§ Text excerpt:
It's taken me over three hours to type those few paragraphs, driven through my sleepiness by anxiety no doubt. Now I don't want to post it because the sound of the modem dialing up the server and the server answering would probably wake Susan. I feel I owe her an apology already for leaving her dangling in the conversation with the doctor. I don't want to add modem noise.

Thursday night, April 23, 1998
Messier Than We Thought

The surgeon who did the original maxillectomy and the follow-up surgeries last fall thinks any "little" surgery to my eye would be both futile and dangerous. They would be cutting into tumor, not healthy tissue, and the circulation is already bad in that area because of all the previous radiation and surgery and recent chemotherapy so healing would be a problem. He sees a significant risk of starting some continuous bleeding and getting infections that won't clear. The oncologist points out that my tumors are likely to pop through the skin fairly soon, at which point I'll face risks of bleeding and infections anyway. It also turns out that the very procedure I've asked them to try, direct injections of the p53 vector, carries some of these same risks. The whole point of the p53 study is to prove the principle that tumor cells will necrose under the directions of this compound. The problem of getting all the dead cells cleared out remains. The needle itself and a syringe-barrel full of liquid create a wound in the first place. The oncologist is still in favor of debulking the tumor and thus trying to gain a little time to try something else -- a standard compound like methotrexate, if not p53. He's asked a different surgeon, an eye specialist, to look at my eye and this other guy is willing to try "debulking" but is not enthusiastic about it. I have to decide by noon tomorrow (Friday, 4/24) whether I want the surgery next Wednesday or not. If I don't take that date I'll have to wait an undetermined long time after. It's not clear that I'd get p53 whatever I do. The oncologist is willing to set up an exam and consultation with someone with immediate access to the stuff and while I'm willing to travel for such a thing, that person, whoever it might be, would still have to be willing to set up a treatment outside of the study protocol just for me. As for a more standard chemotherapy, they've already hit me with their best shot and it failed. I'm being asked to decide to try something already thought to be less likely to succeed.

I know my mood is often different in the daylight than it is in the dark so I've decided not to decide tonight.

§ Exercise details: Please answer from the journal entry: by what time must the decision about next Wednesday's surgery be made? The material after this point is separate from the journal entry.

§ Data supplied:
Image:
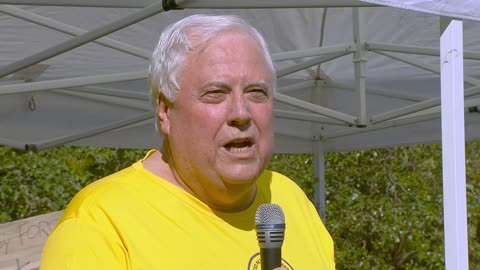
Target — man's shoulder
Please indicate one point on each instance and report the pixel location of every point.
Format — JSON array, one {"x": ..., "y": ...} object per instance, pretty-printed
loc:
[
  {"x": 110, "y": 189},
  {"x": 275, "y": 181}
]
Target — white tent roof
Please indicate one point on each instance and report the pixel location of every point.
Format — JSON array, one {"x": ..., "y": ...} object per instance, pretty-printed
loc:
[
  {"x": 353, "y": 75},
  {"x": 100, "y": 87}
]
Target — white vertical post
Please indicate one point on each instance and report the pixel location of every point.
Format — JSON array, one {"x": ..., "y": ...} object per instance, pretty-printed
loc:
[
  {"x": 319, "y": 172},
  {"x": 360, "y": 60},
  {"x": 453, "y": 148},
  {"x": 319, "y": 96}
]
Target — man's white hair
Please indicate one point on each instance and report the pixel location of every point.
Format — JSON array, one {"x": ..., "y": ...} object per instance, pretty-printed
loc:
[{"x": 186, "y": 35}]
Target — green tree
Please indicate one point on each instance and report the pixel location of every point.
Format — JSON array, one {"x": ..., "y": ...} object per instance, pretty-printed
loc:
[{"x": 384, "y": 206}]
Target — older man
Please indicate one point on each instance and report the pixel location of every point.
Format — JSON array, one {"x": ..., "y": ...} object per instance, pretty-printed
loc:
[{"x": 192, "y": 204}]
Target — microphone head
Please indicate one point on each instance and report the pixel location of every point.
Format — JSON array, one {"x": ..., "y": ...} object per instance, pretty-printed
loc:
[{"x": 270, "y": 225}]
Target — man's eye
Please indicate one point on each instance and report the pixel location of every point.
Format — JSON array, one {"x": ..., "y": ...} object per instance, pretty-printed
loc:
[
  {"x": 258, "y": 94},
  {"x": 214, "y": 95}
]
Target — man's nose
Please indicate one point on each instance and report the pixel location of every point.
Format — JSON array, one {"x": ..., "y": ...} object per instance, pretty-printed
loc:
[{"x": 240, "y": 112}]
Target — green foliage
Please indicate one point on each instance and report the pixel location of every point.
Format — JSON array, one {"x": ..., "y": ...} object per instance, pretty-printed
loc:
[
  {"x": 37, "y": 183},
  {"x": 384, "y": 206}
]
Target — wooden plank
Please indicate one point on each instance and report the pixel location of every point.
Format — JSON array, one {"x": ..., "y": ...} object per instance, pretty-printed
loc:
[{"x": 21, "y": 241}]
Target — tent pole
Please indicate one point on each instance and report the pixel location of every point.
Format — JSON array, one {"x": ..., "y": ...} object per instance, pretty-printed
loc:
[
  {"x": 104, "y": 91},
  {"x": 308, "y": 117},
  {"x": 379, "y": 92},
  {"x": 82, "y": 39},
  {"x": 91, "y": 132},
  {"x": 225, "y": 4},
  {"x": 71, "y": 30},
  {"x": 422, "y": 65},
  {"x": 417, "y": 107},
  {"x": 360, "y": 60},
  {"x": 319, "y": 186},
  {"x": 315, "y": 108},
  {"x": 297, "y": 86},
  {"x": 319, "y": 96},
  {"x": 66, "y": 83},
  {"x": 281, "y": 56},
  {"x": 371, "y": 46},
  {"x": 406, "y": 120},
  {"x": 453, "y": 147},
  {"x": 309, "y": 63}
]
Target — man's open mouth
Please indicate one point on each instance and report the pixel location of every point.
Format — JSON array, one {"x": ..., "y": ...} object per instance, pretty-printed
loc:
[{"x": 240, "y": 145}]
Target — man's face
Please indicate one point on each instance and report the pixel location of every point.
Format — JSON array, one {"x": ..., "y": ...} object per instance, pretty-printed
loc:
[{"x": 220, "y": 128}]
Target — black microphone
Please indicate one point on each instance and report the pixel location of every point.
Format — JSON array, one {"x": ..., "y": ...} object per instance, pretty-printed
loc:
[{"x": 270, "y": 227}]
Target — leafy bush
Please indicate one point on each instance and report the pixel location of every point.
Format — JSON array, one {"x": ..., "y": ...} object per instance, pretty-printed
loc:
[{"x": 384, "y": 206}]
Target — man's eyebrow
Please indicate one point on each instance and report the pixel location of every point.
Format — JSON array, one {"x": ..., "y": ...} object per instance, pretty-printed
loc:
[{"x": 262, "y": 85}]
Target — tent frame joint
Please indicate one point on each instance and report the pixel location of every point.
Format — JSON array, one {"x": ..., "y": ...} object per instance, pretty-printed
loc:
[{"x": 170, "y": 5}]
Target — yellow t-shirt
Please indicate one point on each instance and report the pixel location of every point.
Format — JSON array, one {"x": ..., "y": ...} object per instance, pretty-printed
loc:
[{"x": 135, "y": 220}]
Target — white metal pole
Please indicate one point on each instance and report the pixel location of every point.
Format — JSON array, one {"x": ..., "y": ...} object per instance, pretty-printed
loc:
[
  {"x": 453, "y": 148},
  {"x": 281, "y": 56},
  {"x": 307, "y": 117},
  {"x": 373, "y": 46},
  {"x": 217, "y": 4},
  {"x": 88, "y": 133},
  {"x": 74, "y": 31},
  {"x": 422, "y": 65},
  {"x": 360, "y": 60},
  {"x": 309, "y": 63},
  {"x": 82, "y": 39},
  {"x": 72, "y": 82},
  {"x": 319, "y": 187},
  {"x": 315, "y": 108}
]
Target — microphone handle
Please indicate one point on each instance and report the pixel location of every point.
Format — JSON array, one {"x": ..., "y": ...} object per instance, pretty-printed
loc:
[{"x": 270, "y": 258}]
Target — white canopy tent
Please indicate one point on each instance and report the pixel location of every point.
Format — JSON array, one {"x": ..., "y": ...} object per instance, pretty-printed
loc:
[{"x": 353, "y": 75}]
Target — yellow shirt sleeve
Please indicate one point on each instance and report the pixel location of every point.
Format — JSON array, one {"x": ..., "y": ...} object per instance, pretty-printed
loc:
[{"x": 78, "y": 245}]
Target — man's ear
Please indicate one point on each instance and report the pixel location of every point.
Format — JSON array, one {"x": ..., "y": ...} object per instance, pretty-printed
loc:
[{"x": 163, "y": 113}]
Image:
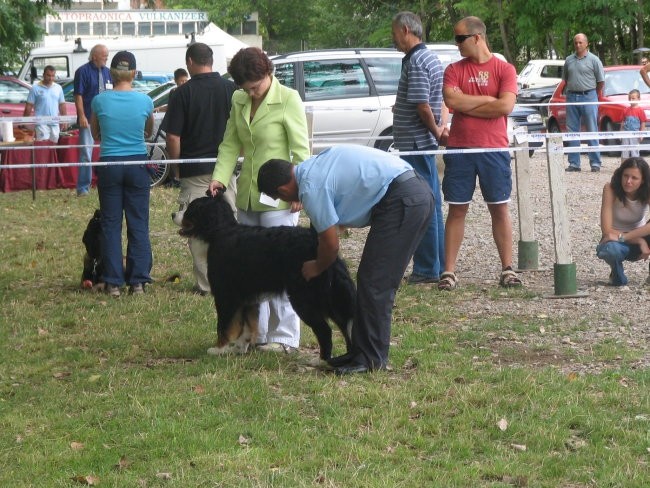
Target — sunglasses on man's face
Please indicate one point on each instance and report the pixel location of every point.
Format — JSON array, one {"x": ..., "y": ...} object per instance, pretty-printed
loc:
[{"x": 460, "y": 38}]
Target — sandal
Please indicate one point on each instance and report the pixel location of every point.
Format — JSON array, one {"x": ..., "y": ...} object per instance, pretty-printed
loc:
[
  {"x": 448, "y": 281},
  {"x": 509, "y": 278}
]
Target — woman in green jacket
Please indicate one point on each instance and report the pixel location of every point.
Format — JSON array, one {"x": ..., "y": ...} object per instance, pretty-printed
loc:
[{"x": 267, "y": 121}]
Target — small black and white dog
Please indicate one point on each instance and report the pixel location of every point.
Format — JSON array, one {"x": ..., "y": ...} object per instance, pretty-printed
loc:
[
  {"x": 245, "y": 263},
  {"x": 91, "y": 276}
]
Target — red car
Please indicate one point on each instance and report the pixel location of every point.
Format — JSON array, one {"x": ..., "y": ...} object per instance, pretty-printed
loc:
[
  {"x": 619, "y": 80},
  {"x": 13, "y": 95}
]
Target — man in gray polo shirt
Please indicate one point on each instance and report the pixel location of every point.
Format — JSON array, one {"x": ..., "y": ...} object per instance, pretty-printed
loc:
[
  {"x": 419, "y": 123},
  {"x": 585, "y": 79}
]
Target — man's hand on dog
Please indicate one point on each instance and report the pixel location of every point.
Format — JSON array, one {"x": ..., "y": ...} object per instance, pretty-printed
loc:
[{"x": 215, "y": 188}]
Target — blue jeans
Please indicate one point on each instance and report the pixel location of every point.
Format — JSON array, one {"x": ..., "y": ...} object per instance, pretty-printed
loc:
[
  {"x": 614, "y": 253},
  {"x": 587, "y": 114},
  {"x": 85, "y": 173},
  {"x": 429, "y": 257},
  {"x": 124, "y": 191}
]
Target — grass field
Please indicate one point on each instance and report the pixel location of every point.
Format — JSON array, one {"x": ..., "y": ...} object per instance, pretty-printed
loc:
[{"x": 120, "y": 392}]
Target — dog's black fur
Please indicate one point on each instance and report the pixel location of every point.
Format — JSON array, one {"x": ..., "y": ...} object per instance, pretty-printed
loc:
[
  {"x": 93, "y": 264},
  {"x": 247, "y": 262}
]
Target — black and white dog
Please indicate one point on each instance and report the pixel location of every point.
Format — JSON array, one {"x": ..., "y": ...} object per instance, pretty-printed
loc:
[
  {"x": 245, "y": 263},
  {"x": 91, "y": 277}
]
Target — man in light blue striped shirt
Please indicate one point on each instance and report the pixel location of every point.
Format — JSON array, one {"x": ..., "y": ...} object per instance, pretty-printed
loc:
[{"x": 419, "y": 123}]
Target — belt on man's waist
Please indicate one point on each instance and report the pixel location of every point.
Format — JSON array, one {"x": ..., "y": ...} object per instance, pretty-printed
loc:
[{"x": 407, "y": 175}]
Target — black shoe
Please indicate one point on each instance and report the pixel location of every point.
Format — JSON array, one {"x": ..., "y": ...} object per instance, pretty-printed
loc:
[
  {"x": 197, "y": 291},
  {"x": 351, "y": 368},
  {"x": 137, "y": 289},
  {"x": 341, "y": 360},
  {"x": 416, "y": 279}
]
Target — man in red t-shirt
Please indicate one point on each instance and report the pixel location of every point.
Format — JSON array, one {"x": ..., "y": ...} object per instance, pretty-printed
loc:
[
  {"x": 633, "y": 120},
  {"x": 481, "y": 90}
]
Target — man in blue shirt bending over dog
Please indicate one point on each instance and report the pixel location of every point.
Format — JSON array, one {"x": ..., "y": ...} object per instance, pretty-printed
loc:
[{"x": 357, "y": 186}]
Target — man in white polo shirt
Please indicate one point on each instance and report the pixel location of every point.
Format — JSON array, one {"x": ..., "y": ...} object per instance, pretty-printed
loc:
[{"x": 46, "y": 99}]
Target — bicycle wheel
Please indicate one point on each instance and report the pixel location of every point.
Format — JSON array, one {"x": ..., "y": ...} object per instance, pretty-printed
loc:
[{"x": 159, "y": 170}]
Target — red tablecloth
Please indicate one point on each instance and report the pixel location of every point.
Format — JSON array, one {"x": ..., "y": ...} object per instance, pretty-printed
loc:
[
  {"x": 71, "y": 155},
  {"x": 21, "y": 179}
]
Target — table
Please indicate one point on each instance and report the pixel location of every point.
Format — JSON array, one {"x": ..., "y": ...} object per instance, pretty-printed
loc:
[
  {"x": 21, "y": 179},
  {"x": 45, "y": 178},
  {"x": 71, "y": 155}
]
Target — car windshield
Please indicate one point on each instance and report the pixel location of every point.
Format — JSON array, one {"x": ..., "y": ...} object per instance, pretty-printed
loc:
[
  {"x": 620, "y": 82},
  {"x": 160, "y": 89}
]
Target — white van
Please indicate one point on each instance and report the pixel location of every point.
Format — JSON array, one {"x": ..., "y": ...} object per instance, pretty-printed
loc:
[
  {"x": 161, "y": 54},
  {"x": 540, "y": 72}
]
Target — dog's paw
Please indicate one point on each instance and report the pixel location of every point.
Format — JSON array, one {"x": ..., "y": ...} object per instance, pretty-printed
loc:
[{"x": 232, "y": 348}]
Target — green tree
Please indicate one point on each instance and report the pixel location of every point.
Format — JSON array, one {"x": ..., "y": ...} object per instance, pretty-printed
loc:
[{"x": 18, "y": 29}]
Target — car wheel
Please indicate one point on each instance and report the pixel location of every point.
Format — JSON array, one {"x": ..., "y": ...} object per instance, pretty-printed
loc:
[
  {"x": 553, "y": 127},
  {"x": 543, "y": 109},
  {"x": 385, "y": 144},
  {"x": 608, "y": 126}
]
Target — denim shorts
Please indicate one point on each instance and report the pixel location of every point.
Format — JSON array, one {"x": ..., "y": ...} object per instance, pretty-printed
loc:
[{"x": 493, "y": 172}]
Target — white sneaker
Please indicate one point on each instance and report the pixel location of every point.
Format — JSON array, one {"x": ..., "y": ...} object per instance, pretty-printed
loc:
[{"x": 277, "y": 347}]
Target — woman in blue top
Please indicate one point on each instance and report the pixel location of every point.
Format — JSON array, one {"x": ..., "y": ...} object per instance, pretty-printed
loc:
[{"x": 121, "y": 120}]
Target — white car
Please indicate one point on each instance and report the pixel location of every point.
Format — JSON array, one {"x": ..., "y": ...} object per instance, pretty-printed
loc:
[
  {"x": 350, "y": 93},
  {"x": 541, "y": 72}
]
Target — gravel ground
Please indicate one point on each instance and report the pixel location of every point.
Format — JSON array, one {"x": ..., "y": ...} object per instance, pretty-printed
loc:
[{"x": 615, "y": 317}]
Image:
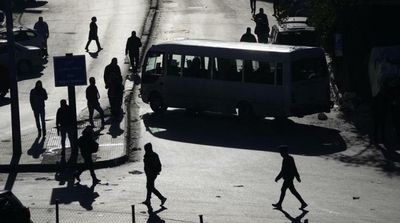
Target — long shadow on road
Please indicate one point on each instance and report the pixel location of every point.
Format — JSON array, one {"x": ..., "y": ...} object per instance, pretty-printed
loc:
[{"x": 227, "y": 131}]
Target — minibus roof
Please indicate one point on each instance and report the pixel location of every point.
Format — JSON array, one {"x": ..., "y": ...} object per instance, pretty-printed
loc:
[{"x": 216, "y": 48}]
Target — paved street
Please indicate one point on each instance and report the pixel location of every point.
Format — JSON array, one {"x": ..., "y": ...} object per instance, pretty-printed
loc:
[{"x": 212, "y": 165}]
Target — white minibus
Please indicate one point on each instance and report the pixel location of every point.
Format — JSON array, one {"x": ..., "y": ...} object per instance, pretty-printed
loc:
[{"x": 247, "y": 79}]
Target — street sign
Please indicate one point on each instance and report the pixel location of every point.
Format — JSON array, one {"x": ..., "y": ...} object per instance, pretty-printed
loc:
[{"x": 69, "y": 70}]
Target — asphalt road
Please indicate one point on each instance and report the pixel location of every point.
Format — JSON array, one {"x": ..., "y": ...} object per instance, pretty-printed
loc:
[
  {"x": 69, "y": 27},
  {"x": 219, "y": 168}
]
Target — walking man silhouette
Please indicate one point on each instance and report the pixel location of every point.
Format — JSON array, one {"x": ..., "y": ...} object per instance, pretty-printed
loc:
[
  {"x": 253, "y": 6},
  {"x": 288, "y": 173},
  {"x": 93, "y": 35},
  {"x": 113, "y": 82},
  {"x": 43, "y": 29},
  {"x": 87, "y": 145},
  {"x": 248, "y": 36},
  {"x": 152, "y": 168},
  {"x": 37, "y": 97},
  {"x": 92, "y": 96},
  {"x": 132, "y": 48},
  {"x": 65, "y": 125},
  {"x": 262, "y": 26}
]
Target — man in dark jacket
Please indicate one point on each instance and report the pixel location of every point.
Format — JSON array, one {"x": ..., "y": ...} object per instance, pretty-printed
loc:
[
  {"x": 93, "y": 35},
  {"x": 253, "y": 6},
  {"x": 37, "y": 97},
  {"x": 248, "y": 36},
  {"x": 262, "y": 26},
  {"x": 288, "y": 173},
  {"x": 113, "y": 82},
  {"x": 65, "y": 125},
  {"x": 87, "y": 145},
  {"x": 152, "y": 168},
  {"x": 92, "y": 96},
  {"x": 132, "y": 48}
]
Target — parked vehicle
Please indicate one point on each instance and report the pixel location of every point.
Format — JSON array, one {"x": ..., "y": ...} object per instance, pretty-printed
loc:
[
  {"x": 12, "y": 210},
  {"x": 294, "y": 31},
  {"x": 27, "y": 57},
  {"x": 26, "y": 37},
  {"x": 4, "y": 81},
  {"x": 248, "y": 79}
]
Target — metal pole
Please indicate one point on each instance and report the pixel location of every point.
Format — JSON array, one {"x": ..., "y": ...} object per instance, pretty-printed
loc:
[
  {"x": 15, "y": 121},
  {"x": 72, "y": 104},
  {"x": 57, "y": 212},
  {"x": 133, "y": 213}
]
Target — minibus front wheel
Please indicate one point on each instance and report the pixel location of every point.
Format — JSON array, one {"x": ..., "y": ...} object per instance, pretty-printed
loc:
[{"x": 157, "y": 104}]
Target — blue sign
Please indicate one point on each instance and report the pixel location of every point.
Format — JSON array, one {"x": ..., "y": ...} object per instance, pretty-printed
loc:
[{"x": 69, "y": 70}]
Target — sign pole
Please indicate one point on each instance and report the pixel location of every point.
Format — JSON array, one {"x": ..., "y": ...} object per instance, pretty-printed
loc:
[
  {"x": 15, "y": 119},
  {"x": 72, "y": 104},
  {"x": 70, "y": 71}
]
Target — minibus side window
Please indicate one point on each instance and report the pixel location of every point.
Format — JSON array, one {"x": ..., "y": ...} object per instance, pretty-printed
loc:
[
  {"x": 279, "y": 73},
  {"x": 154, "y": 65},
  {"x": 228, "y": 69},
  {"x": 174, "y": 65},
  {"x": 309, "y": 68},
  {"x": 196, "y": 67},
  {"x": 262, "y": 72}
]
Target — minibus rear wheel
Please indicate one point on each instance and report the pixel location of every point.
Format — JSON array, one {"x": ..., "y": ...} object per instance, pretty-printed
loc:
[
  {"x": 157, "y": 104},
  {"x": 245, "y": 111}
]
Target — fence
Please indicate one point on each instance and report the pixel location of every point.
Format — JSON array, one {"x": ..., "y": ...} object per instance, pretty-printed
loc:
[{"x": 62, "y": 214}]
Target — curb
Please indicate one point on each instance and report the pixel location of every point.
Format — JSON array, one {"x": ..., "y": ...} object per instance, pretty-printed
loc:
[{"x": 146, "y": 33}]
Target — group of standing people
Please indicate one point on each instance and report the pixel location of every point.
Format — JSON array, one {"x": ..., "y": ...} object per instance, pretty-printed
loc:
[{"x": 261, "y": 29}]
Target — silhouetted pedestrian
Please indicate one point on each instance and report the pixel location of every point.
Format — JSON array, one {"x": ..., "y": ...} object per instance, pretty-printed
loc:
[
  {"x": 380, "y": 108},
  {"x": 37, "y": 97},
  {"x": 43, "y": 29},
  {"x": 152, "y": 168},
  {"x": 113, "y": 82},
  {"x": 396, "y": 111},
  {"x": 288, "y": 173},
  {"x": 92, "y": 96},
  {"x": 248, "y": 36},
  {"x": 253, "y": 6},
  {"x": 132, "y": 48},
  {"x": 93, "y": 35},
  {"x": 65, "y": 125},
  {"x": 276, "y": 6},
  {"x": 262, "y": 26},
  {"x": 88, "y": 146}
]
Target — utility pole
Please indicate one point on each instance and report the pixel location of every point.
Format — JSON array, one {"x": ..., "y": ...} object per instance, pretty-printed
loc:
[{"x": 15, "y": 121}]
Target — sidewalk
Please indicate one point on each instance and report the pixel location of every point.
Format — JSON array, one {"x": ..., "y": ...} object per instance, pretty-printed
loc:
[{"x": 42, "y": 154}]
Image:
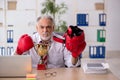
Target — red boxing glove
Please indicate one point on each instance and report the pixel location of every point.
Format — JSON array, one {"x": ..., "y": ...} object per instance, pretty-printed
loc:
[
  {"x": 75, "y": 40},
  {"x": 25, "y": 43}
]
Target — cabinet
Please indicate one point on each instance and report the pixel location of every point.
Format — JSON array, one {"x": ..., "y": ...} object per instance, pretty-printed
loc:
[
  {"x": 92, "y": 17},
  {"x": 17, "y": 17}
]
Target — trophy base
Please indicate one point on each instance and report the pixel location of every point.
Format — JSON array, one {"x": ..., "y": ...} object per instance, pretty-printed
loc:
[{"x": 41, "y": 67}]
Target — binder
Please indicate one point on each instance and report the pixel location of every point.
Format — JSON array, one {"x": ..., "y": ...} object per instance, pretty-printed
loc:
[
  {"x": 10, "y": 36},
  {"x": 102, "y": 19},
  {"x": 9, "y": 50},
  {"x": 97, "y": 51},
  {"x": 82, "y": 19},
  {"x": 2, "y": 51},
  {"x": 101, "y": 35}
]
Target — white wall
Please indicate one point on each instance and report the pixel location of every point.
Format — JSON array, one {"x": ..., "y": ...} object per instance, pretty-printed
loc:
[
  {"x": 113, "y": 29},
  {"x": 113, "y": 22},
  {"x": 74, "y": 7}
]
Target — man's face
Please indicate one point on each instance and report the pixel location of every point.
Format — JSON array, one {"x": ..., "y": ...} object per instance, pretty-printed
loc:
[{"x": 45, "y": 28}]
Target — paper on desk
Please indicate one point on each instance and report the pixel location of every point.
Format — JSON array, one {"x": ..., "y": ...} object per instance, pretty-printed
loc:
[{"x": 106, "y": 65}]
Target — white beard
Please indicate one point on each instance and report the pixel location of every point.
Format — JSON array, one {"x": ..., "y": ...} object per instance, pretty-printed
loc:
[{"x": 45, "y": 38}]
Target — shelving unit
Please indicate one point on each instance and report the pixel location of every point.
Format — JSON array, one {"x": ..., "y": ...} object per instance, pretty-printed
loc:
[{"x": 92, "y": 19}]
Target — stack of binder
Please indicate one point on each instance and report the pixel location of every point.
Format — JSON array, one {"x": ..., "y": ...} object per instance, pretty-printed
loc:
[{"x": 94, "y": 68}]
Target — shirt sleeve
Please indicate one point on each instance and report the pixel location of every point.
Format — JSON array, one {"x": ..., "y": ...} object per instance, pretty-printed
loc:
[{"x": 68, "y": 58}]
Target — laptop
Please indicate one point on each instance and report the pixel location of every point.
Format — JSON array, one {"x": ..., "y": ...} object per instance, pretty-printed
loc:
[{"x": 15, "y": 66}]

§ Answer below: By noon on Friday, April 24.